→ TEXTE DE LA PAGE:
« Le niveau élevé d'engagement de l'armée de l'air entraîne un besoin de régénération technique et des pertes de compétences dans les savoir-faire non utilisés dans les opérations actuelles (…) Au stade actuel, les perspectives ne laissent pas présager d'une baisse du niveau d'engagement. En conséquence, le déficit organique va continuer à se creuser. »
Ce constat, madame la ministre, est extrait du projet annuel de performance de la mission « Défense », le fameux bleu budgétaire. Comment ne pas être légitimement inquiet quand le Gouvernement lui-même indique que le déficit organique de l'armée de l'air va continuer à se creuser ?
Nous sommes sans nul doute allés trop loin dans les réductions des moyens de l'armée de l'air. Si la chute des effectifs a été brutale pour toutes les armées, l'armée de l'air a supporté près de 50 % des déflations. Tous les métiers sont touchés. Comment pourra-t-elle assurer toutes ses missions, fidéliser les personnels et attirer les plus jeunes ? Elle manque d'aviateurs mais aussi de ravitailleurs, d'avions de chasse, de moyens de renseignement, d'avions de transport tactique, d'équipements pour les missions.
Ce constat me pousse à vous adresser quelques questions.
La première a trait aux conséquences du décret d'avance du 20 juillet dernier. Quand passera-t-on la commande de l'hélicoptère de transport Caracal destiné à remplacer l'un des deux appareils détruit en opération ? Ce matériel est vital, notamment pour la conduite des opérations des forces spéciales au Sahel.
La deuxième concerne les matériels de l'armée de l'air. Si le premier ravitailleur MRTT Phénix est livré l'an prochain, ne faut-il pas, d'une part, accélérer le programme de livraison, d'autre part, augmenter la cible ? Sans ravitailleur, un avion de combat ou un hélicoptère reste cloué au sol.
En troisième lieu, je voudrais vous faire part de mes préoccupations quant aux équipements employés en mission : munitions, nacelles de détection et de désignation de cible par rayon laser. Ne serait-il pas temps de taper du poing sur la table pour que le Mirage 2000D soit enfin équipé de l'A2SM – pour armement air-sol modulaire – et le Rafale de la bombe américaine GBU49 ? Quant aux nacelles de désignation laser, leur nombre avait été jugé « délirant » par mon prédécesseur tant il était faible. Les nacelles optroniques Talios (targeting long-range identification optronic system) arrivent. En l'état, la qualité de nos nacelles paraît pourtant bien inférieure à celle des matériels de nos alliés. Leur faible nombre ne permet pas d'équiper l'ensemble des équipages en opération, et cela pèse sur la formation et l'entraînement des pilotes en métropole. Madame la ministre, cela fait vingt ans, au moins, que l'on parle de ces nacelles, que comptez-vous faire à ce sujet ?

→ DONNÉES RECUEILLIES:
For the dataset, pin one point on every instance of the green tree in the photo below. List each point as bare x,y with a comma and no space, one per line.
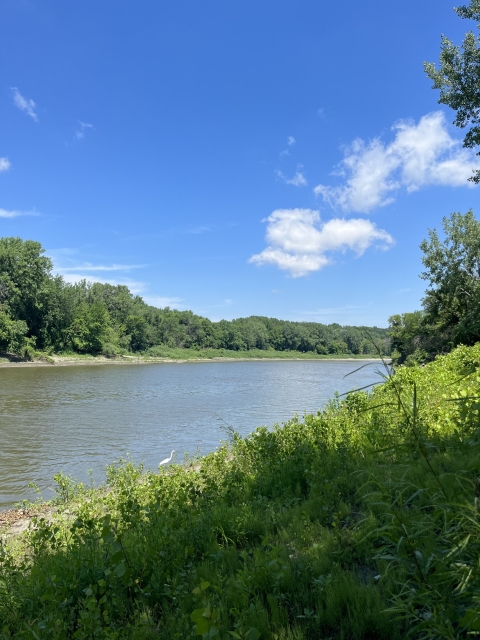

→ CONSIGNES:
A. Recopiez fidèlement le passage du texte sur l'armée de l'air qui va de "Ce constat me" à "spéciales au Sahel.".
B. Poursuivez le texte sur l'armée de l'air à partir de sa dernière phrase.
Les données ne sont pas nécessaires ici.

→ RÉPONSES PAR CONSIGNE:
A.
Ce constat me pousse à vous adresser quelques questions.
La première a trait aux conséquences du décret d'avance du 20 juillet dernier. Quand passera-t-on la commande de l'hélicoptère de transport Caracal destiné à remplacer l'un des deux appareils détruit en opération ? Ce matériel est vital, notamment pour la conduite des opérations des forces spéciales au Sahel.

B.
Ma quatrième question porte sur l'impact du surengagement, qui contribue à l'épuisement des matériels et pèse sur la préparation opérationnelle. Un avion volant quatre fois plus en opération qu'en métropole, son potentiel opérationnel s'épuise plus vite et il faut le régénérer plus tôt que prévu. Comment traiter cette question ?
Deux phénomènes me semblent par ailleurs inquiétants : l'allongement de la durée de formation des pilotes et l'amputation d'une partie du contenu de cette formation. La formation des pilotes de Rafale s'est allongée de huit mois, celle des pilotes de Mirage 2000D de neuf mois et celle des navigateurs de dix-huit mois. La formation est dorénavant centrée sur l'essentiel car on manque de cadres comme de matériels, ceux-ci étant déployés OPEX ou mobilisés par le soutien à l'export.
Il en va de même pour l'entraînement des pilotes : un niveau d'engagement important permet de maintenir les savoir-faire de gestion de crise mais tend à fragiliser les autres compétences, notamment les plus complexes. La maîtrise des capacités de niche repose ainsi sur un faible nombre d'aviateurs. Serions-nous prêts, si nous devions combattre dans les airs contre des nations aux moyens équivalents ?
Enfin, j'aurais bien aimé évoquer la question du MCO aéronautique, mais Christian Chabbert, que vous avez chargé d'une mission à ce sujet, a refusé à plusieurs reprises de me rencontrer. Je le regrette. Pourriez-vous néanmoins nous faire part des premières conclusions de son étude ?
Pour terminer, je souhaite, en notre nom à tous, rendre hommage aux aviateurs qui assurent la protection de la France et des Français et défendent les valeurs de la nation. J'ai eu la chance de rencontrer certains d'entre eux dans les bases aériennes de Solenzara, Saint-Dizier, Nancy-Ochey, Mont-de-Marsan, Cazaux ou Lyon-Mont Verdun. Je me suis aussi rendu en Jordanie. Nos aviateurs sont pleinement engagés au service de la nation et de sa protection, et il faut saluer leur professionnalisme, leurs compétences et leur simplicité au regard des missions qu'ils conduisent, souvent dans des conditions difficiles. Beaucoup sont épuisés car ils n'ont pas toujours les moyens de conduire leurs missions.
Nous avons célébré récemment la mémoire des as de la Première Guerre mondiale. Aux côtés de Charles Nungesser, René Fonck et tant d'autres, la figure de Georges Guynemer inspire toujours les aviateurs. Aujourd'hui encore, « faire face » est l'une de leur devise. Tâchons d'honorer la mémoire de ces chevaliers du ciel en donnant à leurs successeurs les moyens de perpétuer leur héritage.